Instructions to follow:
Comb through the entries for "below" and pull out each line that holds it.

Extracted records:
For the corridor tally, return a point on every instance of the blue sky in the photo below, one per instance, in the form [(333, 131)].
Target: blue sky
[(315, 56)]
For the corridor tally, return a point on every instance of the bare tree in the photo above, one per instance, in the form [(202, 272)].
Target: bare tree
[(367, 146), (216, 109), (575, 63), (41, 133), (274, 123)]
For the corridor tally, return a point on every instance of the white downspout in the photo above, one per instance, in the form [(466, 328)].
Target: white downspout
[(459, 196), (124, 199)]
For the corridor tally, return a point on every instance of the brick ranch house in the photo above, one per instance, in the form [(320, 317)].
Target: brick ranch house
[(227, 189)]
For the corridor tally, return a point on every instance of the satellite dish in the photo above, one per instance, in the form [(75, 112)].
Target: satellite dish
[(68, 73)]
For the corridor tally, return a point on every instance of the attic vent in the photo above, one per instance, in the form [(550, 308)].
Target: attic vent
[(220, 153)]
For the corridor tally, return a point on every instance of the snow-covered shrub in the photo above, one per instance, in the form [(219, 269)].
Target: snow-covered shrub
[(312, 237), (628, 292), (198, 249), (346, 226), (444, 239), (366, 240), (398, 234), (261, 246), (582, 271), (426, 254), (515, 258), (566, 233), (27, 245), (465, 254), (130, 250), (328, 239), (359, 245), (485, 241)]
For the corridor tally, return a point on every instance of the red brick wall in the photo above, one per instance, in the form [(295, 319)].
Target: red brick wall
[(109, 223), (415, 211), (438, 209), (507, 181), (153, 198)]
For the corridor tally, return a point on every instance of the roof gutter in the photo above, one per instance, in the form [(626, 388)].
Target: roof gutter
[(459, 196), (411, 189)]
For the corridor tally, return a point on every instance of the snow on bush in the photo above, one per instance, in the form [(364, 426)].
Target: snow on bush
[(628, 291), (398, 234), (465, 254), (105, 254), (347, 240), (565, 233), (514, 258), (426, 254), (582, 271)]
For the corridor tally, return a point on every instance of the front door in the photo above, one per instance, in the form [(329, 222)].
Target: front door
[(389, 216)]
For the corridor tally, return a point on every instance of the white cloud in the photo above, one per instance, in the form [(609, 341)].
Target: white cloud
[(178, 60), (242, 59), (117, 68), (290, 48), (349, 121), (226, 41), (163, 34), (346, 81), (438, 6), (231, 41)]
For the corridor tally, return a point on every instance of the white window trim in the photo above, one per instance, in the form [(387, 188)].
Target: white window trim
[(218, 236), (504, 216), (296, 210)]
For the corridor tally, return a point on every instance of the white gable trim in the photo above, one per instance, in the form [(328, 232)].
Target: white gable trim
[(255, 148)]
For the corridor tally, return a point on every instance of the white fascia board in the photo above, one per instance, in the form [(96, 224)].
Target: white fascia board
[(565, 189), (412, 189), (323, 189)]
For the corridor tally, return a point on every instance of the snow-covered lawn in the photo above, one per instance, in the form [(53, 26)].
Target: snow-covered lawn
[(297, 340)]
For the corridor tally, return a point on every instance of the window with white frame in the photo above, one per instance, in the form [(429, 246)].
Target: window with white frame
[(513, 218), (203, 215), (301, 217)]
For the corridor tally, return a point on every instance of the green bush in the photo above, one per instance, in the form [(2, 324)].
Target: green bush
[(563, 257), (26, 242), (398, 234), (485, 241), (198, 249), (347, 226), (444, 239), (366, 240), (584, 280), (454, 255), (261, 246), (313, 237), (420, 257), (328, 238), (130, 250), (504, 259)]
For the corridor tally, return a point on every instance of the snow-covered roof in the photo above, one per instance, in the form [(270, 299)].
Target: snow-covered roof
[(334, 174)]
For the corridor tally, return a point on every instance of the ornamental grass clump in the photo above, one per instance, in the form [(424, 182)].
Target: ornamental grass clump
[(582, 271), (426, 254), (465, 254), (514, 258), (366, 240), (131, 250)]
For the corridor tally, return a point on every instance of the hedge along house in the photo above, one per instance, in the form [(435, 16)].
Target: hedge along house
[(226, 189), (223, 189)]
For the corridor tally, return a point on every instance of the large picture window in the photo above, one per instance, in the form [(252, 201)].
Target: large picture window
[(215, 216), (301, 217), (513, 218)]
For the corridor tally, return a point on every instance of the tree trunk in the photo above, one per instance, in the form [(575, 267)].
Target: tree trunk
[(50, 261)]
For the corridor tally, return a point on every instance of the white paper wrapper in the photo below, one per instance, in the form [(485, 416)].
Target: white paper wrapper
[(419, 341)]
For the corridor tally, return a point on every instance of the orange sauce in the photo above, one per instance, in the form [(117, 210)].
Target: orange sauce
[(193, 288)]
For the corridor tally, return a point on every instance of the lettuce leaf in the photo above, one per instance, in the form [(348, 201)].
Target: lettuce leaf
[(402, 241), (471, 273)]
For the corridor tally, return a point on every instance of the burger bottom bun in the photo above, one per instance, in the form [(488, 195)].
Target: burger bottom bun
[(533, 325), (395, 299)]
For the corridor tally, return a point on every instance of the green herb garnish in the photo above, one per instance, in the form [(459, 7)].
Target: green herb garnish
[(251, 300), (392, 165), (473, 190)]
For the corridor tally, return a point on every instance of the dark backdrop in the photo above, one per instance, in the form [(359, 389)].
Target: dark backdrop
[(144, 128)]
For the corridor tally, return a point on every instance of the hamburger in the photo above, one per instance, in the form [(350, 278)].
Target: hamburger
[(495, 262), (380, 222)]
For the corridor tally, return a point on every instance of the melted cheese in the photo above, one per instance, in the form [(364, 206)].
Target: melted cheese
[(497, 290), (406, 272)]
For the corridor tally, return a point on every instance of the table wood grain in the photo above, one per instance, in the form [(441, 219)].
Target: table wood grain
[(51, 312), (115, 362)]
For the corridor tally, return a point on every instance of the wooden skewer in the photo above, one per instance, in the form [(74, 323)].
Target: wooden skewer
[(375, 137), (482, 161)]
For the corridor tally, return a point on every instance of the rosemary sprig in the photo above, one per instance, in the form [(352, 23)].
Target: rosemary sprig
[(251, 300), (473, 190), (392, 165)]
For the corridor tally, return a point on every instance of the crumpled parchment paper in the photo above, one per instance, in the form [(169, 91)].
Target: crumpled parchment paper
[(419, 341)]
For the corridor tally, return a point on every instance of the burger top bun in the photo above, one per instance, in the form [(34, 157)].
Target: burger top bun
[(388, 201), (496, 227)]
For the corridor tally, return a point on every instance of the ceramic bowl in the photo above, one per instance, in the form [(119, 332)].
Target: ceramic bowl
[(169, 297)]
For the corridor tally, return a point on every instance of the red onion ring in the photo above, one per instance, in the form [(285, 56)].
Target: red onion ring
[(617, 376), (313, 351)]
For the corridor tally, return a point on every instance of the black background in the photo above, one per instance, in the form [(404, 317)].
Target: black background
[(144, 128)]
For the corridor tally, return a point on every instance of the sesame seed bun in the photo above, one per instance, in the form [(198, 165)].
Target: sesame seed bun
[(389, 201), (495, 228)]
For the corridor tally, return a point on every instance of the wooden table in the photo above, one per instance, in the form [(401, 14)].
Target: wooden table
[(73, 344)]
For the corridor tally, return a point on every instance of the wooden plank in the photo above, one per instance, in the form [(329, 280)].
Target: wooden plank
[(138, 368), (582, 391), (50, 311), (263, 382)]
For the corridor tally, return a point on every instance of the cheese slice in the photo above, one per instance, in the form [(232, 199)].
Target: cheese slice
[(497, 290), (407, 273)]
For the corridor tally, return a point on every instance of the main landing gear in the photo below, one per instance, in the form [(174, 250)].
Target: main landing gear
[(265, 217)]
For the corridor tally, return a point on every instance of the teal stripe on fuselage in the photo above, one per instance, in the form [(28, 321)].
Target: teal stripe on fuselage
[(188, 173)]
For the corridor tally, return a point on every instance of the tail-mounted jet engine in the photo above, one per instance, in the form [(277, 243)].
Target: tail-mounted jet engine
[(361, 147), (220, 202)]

Problem solution:
For the corridor tally, return a point on every instance of the blue sky in the photo below, one per instance, in the form [(333, 131)].
For the corridor tally, return a point on every instance of the white paper wrapper in the photo below, one per instance, in the form [(485, 416)].
For the corridor tally, return a point on every instance of the main landing gear in the photo below, one per instance, in the form [(174, 250)].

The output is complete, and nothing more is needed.